Annotated coordinate records:
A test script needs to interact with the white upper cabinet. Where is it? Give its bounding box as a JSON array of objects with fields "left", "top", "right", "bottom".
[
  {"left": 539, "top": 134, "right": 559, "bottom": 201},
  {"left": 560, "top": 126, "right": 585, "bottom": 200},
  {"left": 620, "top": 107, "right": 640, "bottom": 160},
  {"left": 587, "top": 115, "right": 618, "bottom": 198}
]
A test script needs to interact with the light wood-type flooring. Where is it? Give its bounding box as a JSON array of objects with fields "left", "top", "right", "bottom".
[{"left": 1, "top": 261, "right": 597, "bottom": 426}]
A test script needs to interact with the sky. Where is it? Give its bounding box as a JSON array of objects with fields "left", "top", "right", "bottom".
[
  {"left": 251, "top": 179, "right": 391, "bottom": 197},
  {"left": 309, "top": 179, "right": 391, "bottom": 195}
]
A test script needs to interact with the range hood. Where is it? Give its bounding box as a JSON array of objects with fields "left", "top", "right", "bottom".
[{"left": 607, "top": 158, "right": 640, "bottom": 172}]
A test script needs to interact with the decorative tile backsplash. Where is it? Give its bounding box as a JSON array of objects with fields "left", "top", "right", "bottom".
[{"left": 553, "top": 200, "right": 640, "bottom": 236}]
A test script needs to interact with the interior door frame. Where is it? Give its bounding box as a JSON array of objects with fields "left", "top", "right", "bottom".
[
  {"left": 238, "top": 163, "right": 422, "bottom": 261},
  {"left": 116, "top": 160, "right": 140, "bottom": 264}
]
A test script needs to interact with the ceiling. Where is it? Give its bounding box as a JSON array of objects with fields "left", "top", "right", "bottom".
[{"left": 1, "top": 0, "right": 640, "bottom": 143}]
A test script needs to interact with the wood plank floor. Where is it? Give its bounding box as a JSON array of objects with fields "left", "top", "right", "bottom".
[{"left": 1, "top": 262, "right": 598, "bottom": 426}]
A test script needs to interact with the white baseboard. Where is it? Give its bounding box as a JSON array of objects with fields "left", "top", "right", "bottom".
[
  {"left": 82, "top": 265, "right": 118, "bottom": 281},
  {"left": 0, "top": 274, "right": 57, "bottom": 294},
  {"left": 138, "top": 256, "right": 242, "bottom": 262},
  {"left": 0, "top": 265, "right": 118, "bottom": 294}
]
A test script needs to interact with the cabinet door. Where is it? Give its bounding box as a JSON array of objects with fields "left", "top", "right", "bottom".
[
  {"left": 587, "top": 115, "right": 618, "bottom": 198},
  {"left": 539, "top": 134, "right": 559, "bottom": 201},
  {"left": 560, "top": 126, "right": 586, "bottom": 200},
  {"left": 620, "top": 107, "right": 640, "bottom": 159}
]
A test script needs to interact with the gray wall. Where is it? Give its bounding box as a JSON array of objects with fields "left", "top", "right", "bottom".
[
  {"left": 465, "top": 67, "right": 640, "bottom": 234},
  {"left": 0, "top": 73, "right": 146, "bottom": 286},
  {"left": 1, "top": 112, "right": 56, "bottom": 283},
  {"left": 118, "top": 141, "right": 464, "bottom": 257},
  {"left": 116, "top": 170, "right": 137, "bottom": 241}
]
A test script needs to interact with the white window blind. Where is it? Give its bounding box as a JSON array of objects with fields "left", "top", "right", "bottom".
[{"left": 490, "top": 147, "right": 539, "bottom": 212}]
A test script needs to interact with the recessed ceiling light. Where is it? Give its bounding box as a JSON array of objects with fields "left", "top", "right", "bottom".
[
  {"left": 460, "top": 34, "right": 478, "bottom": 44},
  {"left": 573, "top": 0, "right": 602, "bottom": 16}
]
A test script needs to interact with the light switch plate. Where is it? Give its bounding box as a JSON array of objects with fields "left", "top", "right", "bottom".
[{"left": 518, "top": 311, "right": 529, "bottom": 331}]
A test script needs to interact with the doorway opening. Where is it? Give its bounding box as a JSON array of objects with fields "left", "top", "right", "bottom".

» Aim
Which lines of the items above contain the word "white"? Report each one in full, treating case as significant.

» Response
A test script needs to interact with the white upper cabinet. Where is it? Give its bounding box as a JSON array of objects with fields "left", "top", "right", "bottom".
A test script needs to interact with the white baseboard. Where is it? Give its bounding box as a JSON array of objects with fields "left", "top", "right", "bottom".
A test script needs to interact with the white window blind. Where is it? Give its bounding box as a JSON array of objects with fields "left", "top", "right", "bottom".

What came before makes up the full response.